--- SET TASK ---
Answer these from the Maine coast excerpt below:
(a) Who plans the food?
(b) How long are the trips that the layout of the midcoast islands makes work?
(c) What experience does Stone draw on to keep watch on the weather?

--- SELECTED TEXT ---
____

For food, Tunney does the planning. She puts together meals before they go, such as a vegetable hash with chicken, frozen pizza from their favorite pizzeria that they grill by the slice over a charcoal fire, or veggie burgers. What the meals have in common is that they are easy to transport and simple to prepare.
But what ties it all together is the beauty and accessibility of the Maine coast. Not only are there countless islands to camp on within easy reach along the midcoast, the islands are generally strung out in a way that makes four- to five-day trips work for them.
When summer weekends arrive, they cross-reference wind and weather apps on their phones to get a feel for upcoming conditions. No matter what they have laid out in theory, it’s the weather that will shape their actual trip. This means the starting point isn’t usually chosen until the day before the launch, and the specific route they end up taking through the islands develops as they go. They always have a rough plan, usually with a specific island in mind for the evening, and Stone draws upon his old flight training to keep one eye on the weather for storms as well as a stream of bailout islands and coves as “emergency landing strips” along the way.

____

--- MATERIAL ---
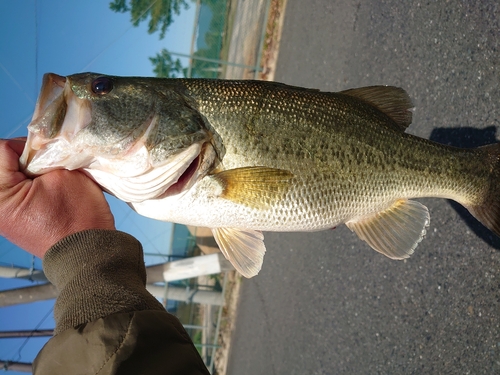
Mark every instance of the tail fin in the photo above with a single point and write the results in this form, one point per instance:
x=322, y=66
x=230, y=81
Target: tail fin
x=488, y=213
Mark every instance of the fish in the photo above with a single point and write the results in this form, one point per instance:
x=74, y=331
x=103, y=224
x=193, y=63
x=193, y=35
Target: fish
x=243, y=157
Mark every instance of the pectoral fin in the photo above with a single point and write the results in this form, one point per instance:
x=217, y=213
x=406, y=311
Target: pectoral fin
x=255, y=187
x=396, y=231
x=244, y=248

____

--- FINISHED TASK ---
(a) Tunney.
(b) Four to five days.
(c) His old flight training.